(Extracted data entries)
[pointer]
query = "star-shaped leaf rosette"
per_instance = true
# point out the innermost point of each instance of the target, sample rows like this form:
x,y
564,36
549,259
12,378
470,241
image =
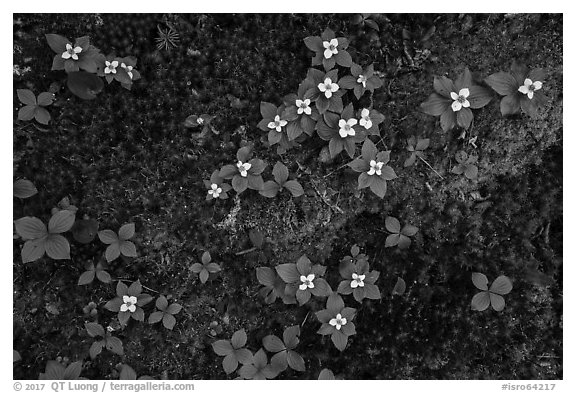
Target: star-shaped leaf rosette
x,y
336,321
306,113
493,296
341,131
247,173
72,58
129,302
522,89
358,279
329,50
325,91
374,172
361,80
453,101
304,279
274,121
370,119
121,69
217,189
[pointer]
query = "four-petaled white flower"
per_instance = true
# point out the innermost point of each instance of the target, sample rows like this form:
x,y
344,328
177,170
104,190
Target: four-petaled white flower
x,y
328,87
304,106
277,124
110,66
358,280
338,322
243,168
129,303
346,127
128,69
71,52
365,120
330,48
460,99
375,168
215,190
530,87
306,282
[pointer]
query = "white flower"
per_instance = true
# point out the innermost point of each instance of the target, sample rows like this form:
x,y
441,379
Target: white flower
x,y
375,168
71,52
328,87
128,69
530,87
215,190
243,168
304,106
346,127
460,99
365,119
129,303
357,280
330,48
110,67
306,282
277,124
338,322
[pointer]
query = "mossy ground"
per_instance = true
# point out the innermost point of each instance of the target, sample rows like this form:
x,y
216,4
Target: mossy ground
x,y
126,157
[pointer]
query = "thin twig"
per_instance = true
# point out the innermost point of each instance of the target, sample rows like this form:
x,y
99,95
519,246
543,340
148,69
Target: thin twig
x,y
430,166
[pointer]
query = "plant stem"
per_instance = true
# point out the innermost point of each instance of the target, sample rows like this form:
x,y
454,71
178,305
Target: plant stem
x,y
430,166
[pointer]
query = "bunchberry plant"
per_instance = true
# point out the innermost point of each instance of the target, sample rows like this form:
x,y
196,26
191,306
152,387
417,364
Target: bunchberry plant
x,y
361,80
325,91
370,119
274,286
399,287
165,312
341,131
258,368
57,371
466,165
85,230
34,108
119,243
103,340
374,172
493,296
284,350
400,236
272,187
274,121
304,279
24,189
522,89
329,50
247,173
326,374
453,101
416,148
128,373
205,268
129,302
336,321
358,279
98,271
217,189
40,240
233,351
72,58
306,113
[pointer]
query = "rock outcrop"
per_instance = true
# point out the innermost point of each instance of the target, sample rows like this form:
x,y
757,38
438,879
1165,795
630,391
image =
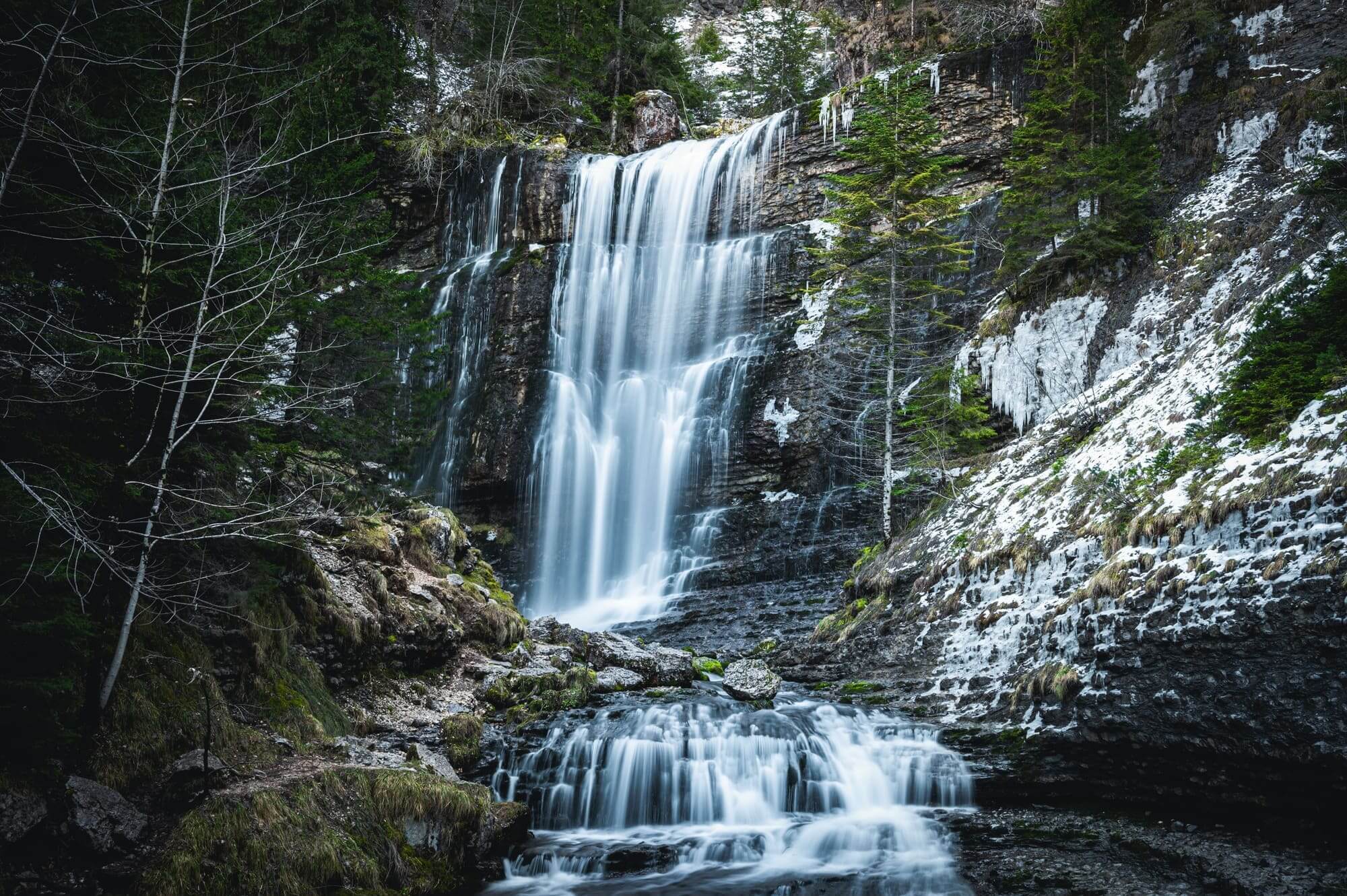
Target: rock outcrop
x,y
751,680
655,120
1136,625
102,819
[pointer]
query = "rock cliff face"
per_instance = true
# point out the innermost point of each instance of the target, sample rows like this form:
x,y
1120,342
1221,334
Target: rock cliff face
x,y
1194,642
1187,642
785,514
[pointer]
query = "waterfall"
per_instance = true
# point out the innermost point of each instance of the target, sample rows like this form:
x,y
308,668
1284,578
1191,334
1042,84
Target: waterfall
x,y
647,370
712,796
478,240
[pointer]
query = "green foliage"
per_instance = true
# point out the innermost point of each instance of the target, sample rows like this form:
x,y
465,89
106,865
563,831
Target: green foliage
x,y
341,829
560,66
1123,494
708,666
463,736
1081,174
1294,354
777,58
708,44
868,553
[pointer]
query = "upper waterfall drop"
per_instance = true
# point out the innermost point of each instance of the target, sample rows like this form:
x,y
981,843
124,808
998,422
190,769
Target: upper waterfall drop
x,y
647,369
478,241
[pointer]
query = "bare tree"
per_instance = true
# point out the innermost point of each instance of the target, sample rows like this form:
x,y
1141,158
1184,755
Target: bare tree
x,y
203,186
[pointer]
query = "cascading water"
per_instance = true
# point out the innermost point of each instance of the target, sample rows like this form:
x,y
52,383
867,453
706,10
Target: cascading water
x,y
647,372
479,240
713,796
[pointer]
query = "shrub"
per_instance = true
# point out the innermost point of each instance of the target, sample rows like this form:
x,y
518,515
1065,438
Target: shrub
x,y
1292,355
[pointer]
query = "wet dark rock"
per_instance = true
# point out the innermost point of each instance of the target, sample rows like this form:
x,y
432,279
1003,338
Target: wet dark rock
x,y
654,120
751,680
638,859
187,776
616,679
21,812
103,819
1038,851
654,664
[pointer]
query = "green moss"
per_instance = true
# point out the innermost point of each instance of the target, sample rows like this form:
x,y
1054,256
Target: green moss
x,y
534,696
708,666
463,739
764,648
158,712
343,829
504,537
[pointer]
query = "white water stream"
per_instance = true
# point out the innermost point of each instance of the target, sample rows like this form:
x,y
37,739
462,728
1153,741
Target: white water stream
x,y
647,370
711,796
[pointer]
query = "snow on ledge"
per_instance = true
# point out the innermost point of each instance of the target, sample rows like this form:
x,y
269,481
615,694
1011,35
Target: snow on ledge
x,y
781,419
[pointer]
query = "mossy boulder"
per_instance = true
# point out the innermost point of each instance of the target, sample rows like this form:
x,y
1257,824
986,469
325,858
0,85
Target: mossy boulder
x,y
340,831
751,680
705,666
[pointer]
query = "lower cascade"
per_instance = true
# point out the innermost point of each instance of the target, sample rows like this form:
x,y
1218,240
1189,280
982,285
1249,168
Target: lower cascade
x,y
717,796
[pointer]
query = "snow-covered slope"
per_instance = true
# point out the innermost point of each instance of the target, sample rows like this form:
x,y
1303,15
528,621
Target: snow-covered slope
x,y
1086,580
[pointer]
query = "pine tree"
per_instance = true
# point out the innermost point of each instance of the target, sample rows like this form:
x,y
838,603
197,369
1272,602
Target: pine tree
x,y
1081,172
894,245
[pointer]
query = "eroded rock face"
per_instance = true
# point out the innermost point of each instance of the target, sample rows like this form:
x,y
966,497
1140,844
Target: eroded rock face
x,y
615,679
751,680
603,650
21,812
654,120
103,819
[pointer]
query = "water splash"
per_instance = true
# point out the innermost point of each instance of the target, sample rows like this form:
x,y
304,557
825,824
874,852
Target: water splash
x,y
712,796
479,238
649,366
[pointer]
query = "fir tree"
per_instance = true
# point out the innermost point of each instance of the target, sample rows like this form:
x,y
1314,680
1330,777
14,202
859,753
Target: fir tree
x,y
1081,172
894,245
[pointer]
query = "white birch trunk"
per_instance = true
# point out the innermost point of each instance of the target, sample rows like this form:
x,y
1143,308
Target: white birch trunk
x,y
147,254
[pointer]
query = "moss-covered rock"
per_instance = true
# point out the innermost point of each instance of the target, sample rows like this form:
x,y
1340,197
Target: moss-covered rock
x,y
463,739
346,829
705,666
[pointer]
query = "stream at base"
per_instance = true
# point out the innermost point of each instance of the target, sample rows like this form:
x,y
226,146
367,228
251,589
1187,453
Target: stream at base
x,y
713,796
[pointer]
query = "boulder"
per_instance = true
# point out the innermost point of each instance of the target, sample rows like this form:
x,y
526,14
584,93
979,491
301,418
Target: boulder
x,y
185,776
673,666
21,812
640,859
434,762
751,680
618,679
654,120
605,649
102,817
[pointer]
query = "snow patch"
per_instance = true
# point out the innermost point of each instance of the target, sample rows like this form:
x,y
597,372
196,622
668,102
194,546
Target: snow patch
x,y
1311,147
816,306
1260,24
1042,365
1150,93
1247,136
781,419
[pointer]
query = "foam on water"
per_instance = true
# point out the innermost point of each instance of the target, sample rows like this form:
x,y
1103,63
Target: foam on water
x,y
715,796
650,354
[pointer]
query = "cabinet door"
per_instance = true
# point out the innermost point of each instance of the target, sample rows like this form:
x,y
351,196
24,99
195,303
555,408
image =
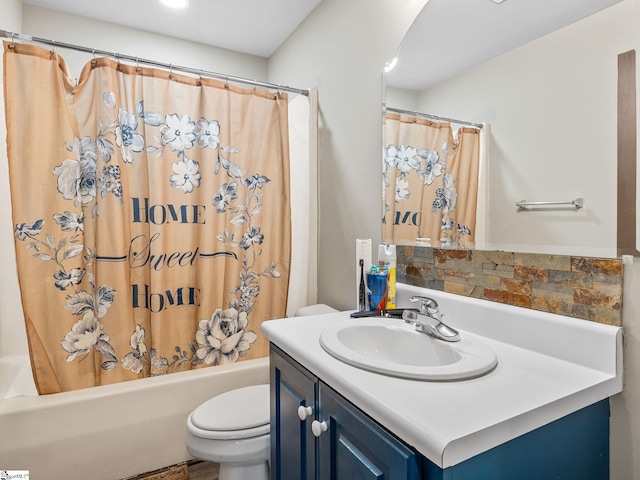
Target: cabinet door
x,y
354,447
293,393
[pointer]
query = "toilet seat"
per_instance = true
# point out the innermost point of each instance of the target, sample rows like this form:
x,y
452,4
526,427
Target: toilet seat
x,y
236,414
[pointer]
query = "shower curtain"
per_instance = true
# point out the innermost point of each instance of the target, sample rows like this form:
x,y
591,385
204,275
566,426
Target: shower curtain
x,y
151,214
430,182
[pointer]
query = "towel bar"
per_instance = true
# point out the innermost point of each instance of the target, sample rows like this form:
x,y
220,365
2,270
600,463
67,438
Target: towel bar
x,y
523,204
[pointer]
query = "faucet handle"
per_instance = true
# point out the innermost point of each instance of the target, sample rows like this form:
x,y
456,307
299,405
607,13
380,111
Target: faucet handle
x,y
428,305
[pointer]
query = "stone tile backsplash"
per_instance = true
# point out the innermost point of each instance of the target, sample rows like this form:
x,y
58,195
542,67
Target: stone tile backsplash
x,y
580,287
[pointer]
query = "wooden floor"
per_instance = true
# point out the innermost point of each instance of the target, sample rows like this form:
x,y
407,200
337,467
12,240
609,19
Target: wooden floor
x,y
203,471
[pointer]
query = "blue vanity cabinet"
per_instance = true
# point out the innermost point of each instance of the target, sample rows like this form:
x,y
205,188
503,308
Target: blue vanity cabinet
x,y
293,397
355,447
350,445
337,442
574,447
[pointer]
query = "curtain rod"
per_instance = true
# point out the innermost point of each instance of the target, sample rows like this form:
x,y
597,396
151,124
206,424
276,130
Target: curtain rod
x,y
168,66
433,117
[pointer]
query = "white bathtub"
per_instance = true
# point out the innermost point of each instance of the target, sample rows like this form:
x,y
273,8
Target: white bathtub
x,y
109,432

Task goal: Please filter the rows above and copy every line that contains the word "face".

Solved problem:
query = "rock cliff face"
Target: rock cliff face
query = "eroded rock face"
Target: eroded rock face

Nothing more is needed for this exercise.